**Material shown**
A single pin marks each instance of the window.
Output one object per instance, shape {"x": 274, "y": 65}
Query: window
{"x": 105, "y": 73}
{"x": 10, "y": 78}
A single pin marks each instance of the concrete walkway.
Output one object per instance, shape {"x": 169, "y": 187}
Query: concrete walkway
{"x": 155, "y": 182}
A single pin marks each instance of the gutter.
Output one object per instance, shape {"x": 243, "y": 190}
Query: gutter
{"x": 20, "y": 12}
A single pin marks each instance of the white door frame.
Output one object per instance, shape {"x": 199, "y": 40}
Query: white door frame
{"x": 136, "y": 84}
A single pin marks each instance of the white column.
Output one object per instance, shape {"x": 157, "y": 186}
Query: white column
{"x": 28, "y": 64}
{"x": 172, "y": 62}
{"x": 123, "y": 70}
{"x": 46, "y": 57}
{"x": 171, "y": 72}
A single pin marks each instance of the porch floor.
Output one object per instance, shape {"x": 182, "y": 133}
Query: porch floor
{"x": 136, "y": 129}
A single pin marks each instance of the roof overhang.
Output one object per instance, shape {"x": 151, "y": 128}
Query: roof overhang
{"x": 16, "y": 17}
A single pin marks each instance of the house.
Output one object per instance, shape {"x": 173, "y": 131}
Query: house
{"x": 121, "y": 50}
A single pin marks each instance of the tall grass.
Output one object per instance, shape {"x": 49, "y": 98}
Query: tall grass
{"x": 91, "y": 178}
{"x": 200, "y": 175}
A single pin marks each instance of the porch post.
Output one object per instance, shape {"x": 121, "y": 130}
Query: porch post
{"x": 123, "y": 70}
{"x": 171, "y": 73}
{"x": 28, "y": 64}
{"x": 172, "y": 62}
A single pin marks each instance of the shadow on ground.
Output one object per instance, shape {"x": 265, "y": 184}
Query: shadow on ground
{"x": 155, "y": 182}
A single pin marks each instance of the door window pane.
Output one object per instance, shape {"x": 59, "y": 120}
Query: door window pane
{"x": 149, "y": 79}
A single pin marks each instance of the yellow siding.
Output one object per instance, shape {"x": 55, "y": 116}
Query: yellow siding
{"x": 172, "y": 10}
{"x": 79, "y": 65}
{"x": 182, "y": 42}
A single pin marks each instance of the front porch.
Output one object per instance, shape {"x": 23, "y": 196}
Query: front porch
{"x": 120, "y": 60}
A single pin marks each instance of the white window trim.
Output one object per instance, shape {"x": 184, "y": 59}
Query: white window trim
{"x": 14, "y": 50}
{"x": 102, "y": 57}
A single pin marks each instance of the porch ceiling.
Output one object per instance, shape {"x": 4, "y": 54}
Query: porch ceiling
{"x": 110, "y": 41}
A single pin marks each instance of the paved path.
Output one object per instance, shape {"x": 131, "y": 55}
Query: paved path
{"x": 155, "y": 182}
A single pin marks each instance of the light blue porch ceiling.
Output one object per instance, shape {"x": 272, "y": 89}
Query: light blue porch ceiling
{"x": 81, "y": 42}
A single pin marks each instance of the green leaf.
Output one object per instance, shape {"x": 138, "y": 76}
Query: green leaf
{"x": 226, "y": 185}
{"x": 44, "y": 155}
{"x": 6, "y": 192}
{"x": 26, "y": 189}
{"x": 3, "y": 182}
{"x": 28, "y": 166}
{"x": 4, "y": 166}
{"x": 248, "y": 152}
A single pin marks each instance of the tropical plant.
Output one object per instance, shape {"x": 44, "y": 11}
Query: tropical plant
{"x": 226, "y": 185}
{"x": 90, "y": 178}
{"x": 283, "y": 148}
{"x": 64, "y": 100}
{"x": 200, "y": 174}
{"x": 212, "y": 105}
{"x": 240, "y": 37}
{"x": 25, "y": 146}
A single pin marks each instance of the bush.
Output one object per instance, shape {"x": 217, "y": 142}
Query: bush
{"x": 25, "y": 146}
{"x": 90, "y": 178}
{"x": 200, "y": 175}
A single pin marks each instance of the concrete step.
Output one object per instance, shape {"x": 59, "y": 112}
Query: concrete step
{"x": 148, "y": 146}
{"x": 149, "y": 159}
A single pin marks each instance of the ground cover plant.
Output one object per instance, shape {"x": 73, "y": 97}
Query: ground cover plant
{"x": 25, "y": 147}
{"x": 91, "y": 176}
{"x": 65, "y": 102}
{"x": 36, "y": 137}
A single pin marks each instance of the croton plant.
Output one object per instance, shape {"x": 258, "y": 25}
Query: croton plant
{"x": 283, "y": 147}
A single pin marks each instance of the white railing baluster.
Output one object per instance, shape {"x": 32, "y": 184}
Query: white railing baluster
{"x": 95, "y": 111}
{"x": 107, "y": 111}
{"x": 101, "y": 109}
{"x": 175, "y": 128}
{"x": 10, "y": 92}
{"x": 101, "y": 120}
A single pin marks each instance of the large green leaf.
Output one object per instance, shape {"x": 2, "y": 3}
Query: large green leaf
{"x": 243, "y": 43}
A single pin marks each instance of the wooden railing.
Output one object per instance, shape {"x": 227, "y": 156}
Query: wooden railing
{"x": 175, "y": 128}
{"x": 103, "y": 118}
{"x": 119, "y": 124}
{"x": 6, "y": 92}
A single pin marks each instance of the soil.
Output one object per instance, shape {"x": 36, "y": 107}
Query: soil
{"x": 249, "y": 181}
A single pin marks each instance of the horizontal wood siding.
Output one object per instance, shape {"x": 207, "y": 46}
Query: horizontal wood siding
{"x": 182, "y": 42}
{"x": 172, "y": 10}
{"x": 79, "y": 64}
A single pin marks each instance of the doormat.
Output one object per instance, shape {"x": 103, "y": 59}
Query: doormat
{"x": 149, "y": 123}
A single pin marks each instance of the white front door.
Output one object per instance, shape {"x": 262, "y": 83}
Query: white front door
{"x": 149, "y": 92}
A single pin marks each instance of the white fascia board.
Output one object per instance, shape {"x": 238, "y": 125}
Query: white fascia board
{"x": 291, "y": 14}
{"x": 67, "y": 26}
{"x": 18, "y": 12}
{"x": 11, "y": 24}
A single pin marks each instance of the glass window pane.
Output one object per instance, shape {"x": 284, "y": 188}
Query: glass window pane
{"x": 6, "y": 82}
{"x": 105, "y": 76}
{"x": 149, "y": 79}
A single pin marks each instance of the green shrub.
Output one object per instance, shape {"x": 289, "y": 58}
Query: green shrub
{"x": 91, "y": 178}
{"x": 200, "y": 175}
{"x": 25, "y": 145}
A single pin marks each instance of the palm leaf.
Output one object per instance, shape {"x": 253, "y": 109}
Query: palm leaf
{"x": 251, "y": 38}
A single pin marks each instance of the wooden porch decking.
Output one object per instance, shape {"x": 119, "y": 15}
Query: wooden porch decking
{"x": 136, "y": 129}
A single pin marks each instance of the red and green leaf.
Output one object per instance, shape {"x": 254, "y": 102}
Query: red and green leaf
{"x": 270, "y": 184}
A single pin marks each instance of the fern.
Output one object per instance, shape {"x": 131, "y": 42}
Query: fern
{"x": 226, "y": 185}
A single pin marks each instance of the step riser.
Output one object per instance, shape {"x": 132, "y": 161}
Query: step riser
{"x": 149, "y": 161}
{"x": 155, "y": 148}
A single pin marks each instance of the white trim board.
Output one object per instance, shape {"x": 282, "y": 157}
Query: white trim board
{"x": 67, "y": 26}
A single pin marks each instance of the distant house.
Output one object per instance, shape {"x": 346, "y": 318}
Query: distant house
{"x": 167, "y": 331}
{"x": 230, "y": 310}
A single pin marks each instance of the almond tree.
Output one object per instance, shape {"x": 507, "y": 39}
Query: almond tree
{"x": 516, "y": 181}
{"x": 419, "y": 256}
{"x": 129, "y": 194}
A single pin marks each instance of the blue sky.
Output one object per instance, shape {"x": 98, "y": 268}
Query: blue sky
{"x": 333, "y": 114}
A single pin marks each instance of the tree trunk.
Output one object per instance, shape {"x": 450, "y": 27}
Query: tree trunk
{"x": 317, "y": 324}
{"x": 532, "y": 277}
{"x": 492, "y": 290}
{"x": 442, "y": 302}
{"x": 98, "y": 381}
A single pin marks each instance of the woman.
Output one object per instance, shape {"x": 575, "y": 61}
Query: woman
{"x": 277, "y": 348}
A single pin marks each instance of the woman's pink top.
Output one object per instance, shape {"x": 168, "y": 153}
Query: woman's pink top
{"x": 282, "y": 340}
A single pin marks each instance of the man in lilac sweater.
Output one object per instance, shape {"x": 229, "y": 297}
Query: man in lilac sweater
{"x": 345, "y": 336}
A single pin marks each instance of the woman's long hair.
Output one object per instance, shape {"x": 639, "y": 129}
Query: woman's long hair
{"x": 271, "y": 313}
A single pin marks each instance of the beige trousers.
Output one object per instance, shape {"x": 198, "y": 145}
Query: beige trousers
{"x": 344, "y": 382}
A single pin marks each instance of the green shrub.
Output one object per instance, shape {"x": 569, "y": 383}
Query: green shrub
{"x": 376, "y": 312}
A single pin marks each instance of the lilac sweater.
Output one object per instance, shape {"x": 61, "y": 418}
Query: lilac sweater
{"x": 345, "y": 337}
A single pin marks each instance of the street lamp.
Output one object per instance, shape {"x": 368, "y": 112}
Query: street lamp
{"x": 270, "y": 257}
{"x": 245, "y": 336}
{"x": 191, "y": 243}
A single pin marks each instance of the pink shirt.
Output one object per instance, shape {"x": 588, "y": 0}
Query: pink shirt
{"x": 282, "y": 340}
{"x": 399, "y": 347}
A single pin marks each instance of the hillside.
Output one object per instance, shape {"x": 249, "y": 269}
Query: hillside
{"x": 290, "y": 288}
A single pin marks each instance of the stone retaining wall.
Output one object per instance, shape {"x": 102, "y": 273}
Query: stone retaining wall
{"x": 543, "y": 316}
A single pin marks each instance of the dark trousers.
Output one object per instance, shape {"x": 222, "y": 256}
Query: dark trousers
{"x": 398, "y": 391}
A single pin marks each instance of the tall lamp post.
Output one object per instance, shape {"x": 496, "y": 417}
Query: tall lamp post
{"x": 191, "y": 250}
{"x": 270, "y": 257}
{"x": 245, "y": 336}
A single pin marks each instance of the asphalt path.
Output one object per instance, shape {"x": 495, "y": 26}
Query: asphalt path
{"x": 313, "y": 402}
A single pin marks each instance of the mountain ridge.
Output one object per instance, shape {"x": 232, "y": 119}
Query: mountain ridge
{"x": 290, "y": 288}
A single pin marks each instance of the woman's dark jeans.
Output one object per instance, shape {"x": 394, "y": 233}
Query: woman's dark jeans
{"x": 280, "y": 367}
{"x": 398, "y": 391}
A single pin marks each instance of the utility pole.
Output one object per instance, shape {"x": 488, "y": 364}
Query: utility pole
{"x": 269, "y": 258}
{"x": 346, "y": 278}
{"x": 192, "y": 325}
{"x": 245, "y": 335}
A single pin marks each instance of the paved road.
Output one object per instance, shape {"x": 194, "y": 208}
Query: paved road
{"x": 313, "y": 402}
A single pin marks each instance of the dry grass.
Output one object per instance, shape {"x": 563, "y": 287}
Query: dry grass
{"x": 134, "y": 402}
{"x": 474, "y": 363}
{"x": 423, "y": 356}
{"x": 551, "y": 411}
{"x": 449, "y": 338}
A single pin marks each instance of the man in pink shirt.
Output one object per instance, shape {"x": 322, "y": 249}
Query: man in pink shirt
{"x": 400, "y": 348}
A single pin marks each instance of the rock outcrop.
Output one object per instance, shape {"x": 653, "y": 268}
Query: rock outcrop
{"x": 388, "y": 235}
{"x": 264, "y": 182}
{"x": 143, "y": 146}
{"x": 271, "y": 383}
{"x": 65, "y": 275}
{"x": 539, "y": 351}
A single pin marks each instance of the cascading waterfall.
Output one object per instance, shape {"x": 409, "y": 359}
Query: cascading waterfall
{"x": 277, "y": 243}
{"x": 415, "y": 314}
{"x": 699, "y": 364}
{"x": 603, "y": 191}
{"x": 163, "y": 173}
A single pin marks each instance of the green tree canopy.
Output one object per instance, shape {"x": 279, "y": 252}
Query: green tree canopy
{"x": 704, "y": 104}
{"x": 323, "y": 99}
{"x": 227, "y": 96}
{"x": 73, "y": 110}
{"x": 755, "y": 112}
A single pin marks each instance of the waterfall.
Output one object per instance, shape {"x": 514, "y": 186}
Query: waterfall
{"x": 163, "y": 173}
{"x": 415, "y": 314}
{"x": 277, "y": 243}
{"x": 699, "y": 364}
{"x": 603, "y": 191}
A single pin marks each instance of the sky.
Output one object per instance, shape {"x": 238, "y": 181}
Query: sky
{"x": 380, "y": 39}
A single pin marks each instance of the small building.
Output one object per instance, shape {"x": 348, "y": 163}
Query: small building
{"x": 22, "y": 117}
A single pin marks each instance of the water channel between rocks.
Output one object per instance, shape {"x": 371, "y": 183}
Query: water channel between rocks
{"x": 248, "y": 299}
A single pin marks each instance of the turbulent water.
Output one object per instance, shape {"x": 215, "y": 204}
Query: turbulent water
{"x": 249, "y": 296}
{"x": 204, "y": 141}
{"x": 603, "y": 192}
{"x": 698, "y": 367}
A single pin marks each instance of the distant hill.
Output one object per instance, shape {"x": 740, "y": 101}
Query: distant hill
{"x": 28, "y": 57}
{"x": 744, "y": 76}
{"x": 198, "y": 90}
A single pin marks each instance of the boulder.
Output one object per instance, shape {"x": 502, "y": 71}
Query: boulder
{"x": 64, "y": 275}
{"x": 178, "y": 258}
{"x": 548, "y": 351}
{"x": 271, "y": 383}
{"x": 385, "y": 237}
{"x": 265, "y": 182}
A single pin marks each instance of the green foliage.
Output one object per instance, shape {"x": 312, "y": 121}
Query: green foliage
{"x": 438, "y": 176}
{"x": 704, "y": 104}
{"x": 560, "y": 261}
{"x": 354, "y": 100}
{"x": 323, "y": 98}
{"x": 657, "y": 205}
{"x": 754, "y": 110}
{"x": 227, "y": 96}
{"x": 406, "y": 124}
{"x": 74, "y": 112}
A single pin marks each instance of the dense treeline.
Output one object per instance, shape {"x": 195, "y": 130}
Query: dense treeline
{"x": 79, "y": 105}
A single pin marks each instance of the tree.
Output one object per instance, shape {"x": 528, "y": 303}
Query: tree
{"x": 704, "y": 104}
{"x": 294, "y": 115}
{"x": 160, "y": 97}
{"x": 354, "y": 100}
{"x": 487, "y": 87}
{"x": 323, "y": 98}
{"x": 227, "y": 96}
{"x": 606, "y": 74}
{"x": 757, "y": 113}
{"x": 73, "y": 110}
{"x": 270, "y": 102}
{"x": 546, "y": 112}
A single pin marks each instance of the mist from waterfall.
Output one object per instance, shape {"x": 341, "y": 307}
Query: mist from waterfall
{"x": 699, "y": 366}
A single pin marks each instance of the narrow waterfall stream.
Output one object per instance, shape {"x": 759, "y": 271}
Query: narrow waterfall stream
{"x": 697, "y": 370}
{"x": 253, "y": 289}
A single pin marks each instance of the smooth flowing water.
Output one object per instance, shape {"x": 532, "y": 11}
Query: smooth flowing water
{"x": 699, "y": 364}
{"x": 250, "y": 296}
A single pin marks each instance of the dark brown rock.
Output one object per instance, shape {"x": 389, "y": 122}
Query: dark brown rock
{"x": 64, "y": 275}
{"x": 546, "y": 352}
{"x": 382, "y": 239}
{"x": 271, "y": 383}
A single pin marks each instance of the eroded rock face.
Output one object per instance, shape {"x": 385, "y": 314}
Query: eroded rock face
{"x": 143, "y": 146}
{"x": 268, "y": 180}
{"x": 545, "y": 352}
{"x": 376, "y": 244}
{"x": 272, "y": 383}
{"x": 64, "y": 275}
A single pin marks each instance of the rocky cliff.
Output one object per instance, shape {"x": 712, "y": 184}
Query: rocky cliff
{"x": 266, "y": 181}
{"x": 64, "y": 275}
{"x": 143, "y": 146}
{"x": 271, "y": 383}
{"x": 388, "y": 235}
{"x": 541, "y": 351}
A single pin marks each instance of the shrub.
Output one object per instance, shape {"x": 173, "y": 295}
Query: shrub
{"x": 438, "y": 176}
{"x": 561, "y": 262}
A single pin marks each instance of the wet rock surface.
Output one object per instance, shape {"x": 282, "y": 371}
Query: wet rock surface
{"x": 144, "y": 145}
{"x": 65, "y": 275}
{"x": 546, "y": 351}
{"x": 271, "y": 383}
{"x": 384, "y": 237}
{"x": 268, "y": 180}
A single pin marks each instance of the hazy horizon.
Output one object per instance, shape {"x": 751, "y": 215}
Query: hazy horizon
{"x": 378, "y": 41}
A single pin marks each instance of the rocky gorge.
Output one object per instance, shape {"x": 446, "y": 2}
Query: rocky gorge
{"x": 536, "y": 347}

**Work to be completed**
Could you restate word for word the lines above, from the one that contains "Query: yellow siding" through the one that contains "A single pin marks each instance of the paved path.", and no others?

**Written answer**
Query: yellow siding
{"x": 172, "y": 10}
{"x": 79, "y": 65}
{"x": 182, "y": 42}
A single pin marks each instance of the front porch.
Output one object per instance, shape {"x": 23, "y": 196}
Query: front porch
{"x": 120, "y": 60}
A single pin marks each instance of the white window trim.
Output one object per instance, shape {"x": 184, "y": 59}
Query: white window trim
{"x": 14, "y": 50}
{"x": 102, "y": 57}
A single pin marks each instance of the porch ceiling.
Output one object per instance, shape {"x": 4, "y": 54}
Query: porch ceiling
{"x": 110, "y": 41}
A single pin marks each instance of the paved path.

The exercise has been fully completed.